What is being asked: Please format the lines from the start up to and including the line with "[0,0,350,71]" as a Markdown table with two columns, No. and Line, giving each row a number and leaving out blank lines.

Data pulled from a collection
<<<<

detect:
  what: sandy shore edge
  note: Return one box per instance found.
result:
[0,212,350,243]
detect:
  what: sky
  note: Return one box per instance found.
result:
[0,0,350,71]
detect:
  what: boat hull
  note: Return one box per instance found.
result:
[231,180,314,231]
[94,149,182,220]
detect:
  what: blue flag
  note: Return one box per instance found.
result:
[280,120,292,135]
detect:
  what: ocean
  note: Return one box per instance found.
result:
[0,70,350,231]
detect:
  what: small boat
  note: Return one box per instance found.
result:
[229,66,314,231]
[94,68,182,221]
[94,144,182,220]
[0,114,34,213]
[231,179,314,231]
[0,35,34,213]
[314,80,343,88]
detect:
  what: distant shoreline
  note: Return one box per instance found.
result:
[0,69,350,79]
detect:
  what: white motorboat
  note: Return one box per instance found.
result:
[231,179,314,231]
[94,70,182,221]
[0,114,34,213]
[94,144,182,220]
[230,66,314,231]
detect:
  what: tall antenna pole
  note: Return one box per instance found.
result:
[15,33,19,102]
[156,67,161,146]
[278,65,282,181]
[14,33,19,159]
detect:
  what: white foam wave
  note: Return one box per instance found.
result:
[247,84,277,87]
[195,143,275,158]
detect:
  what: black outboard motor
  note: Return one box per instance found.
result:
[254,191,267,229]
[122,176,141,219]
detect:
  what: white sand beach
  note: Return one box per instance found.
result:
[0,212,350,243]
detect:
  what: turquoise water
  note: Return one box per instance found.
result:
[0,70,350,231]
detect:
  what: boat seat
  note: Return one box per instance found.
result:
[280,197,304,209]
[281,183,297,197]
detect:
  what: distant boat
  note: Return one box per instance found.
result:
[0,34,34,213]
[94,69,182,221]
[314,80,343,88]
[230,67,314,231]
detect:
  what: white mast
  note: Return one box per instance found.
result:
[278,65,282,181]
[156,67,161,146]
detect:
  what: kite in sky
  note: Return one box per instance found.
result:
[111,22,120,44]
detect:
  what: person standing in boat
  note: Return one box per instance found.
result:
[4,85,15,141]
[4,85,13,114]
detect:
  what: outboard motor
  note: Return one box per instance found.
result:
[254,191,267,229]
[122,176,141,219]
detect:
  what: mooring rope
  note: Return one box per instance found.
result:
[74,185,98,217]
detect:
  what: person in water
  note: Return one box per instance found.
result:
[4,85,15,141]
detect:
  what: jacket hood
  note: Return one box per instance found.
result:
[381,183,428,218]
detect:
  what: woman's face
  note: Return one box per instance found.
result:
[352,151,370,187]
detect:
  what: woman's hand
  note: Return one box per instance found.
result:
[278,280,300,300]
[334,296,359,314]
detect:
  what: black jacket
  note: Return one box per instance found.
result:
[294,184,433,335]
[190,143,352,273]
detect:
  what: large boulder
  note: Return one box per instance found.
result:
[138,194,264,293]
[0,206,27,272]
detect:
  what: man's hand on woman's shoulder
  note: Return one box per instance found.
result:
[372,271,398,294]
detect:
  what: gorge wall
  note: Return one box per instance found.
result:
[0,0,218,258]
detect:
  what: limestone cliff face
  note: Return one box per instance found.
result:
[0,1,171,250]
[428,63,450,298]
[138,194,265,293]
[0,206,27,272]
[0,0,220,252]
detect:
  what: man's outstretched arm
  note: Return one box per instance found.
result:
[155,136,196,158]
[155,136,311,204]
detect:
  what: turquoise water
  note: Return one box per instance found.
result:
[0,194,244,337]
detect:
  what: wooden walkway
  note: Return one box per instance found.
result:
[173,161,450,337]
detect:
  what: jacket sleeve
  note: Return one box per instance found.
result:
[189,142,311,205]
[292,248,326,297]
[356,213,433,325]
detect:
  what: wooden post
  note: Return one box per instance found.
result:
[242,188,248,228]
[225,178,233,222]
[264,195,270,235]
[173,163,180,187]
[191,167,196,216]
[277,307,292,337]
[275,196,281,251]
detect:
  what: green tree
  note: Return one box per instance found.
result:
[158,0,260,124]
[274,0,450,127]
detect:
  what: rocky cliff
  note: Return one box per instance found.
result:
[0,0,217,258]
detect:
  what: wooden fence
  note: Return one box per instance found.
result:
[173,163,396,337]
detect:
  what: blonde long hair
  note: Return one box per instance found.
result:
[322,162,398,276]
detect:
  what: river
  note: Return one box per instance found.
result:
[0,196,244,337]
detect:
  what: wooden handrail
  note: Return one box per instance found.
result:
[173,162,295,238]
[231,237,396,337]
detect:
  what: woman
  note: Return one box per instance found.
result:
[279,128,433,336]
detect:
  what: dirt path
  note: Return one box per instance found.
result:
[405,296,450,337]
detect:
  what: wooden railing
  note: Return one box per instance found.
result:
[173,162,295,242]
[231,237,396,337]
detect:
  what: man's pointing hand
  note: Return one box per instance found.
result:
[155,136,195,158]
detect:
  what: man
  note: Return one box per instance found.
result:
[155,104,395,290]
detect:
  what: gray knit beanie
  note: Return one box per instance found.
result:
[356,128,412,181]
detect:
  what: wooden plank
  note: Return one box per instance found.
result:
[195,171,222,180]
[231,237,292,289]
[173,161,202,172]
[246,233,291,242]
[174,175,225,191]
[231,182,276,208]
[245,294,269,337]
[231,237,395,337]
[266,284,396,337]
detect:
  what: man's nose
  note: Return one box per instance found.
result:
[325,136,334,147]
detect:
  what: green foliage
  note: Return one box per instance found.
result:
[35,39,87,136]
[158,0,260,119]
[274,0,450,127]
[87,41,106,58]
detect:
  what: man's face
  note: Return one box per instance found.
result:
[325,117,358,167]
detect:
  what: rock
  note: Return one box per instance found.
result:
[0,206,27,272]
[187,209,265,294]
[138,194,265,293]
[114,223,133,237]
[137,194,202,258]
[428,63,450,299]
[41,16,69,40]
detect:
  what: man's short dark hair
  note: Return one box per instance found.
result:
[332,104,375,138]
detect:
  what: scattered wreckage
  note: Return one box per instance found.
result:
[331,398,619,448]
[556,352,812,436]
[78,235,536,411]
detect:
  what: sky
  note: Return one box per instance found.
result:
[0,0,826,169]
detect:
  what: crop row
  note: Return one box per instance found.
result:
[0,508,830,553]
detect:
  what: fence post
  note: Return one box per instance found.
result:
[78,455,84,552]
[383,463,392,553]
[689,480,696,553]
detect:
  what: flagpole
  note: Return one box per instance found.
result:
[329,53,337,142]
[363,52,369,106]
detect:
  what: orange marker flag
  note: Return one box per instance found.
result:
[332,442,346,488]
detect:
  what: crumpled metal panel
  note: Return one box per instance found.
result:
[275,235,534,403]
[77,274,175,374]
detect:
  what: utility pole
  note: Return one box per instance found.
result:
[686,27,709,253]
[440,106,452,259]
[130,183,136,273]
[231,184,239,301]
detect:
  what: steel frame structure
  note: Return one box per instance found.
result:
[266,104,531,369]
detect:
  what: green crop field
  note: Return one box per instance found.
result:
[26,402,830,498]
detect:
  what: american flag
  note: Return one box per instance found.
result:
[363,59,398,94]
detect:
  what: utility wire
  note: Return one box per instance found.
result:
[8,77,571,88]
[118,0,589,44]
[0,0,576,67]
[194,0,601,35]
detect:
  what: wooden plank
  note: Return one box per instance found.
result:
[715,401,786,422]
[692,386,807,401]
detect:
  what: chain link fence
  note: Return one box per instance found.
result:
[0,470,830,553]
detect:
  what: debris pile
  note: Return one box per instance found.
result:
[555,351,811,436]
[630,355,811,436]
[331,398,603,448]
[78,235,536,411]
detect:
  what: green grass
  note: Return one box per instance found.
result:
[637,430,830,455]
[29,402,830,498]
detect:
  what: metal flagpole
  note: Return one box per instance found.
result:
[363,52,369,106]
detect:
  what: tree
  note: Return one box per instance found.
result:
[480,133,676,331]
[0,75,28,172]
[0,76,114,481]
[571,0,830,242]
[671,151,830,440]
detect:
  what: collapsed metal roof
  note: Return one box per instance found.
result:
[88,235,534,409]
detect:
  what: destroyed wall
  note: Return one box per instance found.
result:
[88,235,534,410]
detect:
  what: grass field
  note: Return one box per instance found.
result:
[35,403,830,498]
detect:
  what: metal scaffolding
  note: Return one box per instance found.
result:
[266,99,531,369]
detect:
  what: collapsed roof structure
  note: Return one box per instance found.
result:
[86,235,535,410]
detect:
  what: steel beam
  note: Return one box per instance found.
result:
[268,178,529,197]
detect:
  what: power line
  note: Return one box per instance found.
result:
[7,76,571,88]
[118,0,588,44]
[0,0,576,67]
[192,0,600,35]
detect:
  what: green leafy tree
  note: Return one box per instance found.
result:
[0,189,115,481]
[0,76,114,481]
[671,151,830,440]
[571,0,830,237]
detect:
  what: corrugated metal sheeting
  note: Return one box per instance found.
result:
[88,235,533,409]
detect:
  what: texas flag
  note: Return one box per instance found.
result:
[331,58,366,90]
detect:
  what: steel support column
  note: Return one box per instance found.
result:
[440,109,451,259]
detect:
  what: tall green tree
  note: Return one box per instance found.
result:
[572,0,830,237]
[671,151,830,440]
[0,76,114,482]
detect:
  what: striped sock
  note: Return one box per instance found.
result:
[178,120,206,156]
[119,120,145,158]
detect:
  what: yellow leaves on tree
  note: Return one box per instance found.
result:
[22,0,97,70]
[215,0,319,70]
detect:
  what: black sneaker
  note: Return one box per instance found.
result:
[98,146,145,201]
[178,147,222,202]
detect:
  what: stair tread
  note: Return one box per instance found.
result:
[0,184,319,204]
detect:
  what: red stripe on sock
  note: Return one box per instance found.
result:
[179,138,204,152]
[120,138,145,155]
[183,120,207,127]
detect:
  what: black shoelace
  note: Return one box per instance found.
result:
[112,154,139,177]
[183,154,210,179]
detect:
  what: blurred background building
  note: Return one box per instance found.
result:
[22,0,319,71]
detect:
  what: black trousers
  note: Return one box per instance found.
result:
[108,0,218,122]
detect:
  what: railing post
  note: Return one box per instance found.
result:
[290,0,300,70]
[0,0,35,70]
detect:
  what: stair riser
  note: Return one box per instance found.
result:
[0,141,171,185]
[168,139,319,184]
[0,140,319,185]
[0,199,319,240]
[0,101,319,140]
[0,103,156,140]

>>>>

Complete answer:
| No. | Line |
|---|---|
| 1 | detect: |
| 2 |   what: sandy shore edge |
| 3 |   note: Return one box per instance found. |
| 4 | result: |
| 5 | [0,212,350,243] |
| 6 | detect: |
| 7 |   what: sky |
| 8 |   note: Return one box per instance found. |
| 9 | result: |
| 10 | [0,0,350,71] |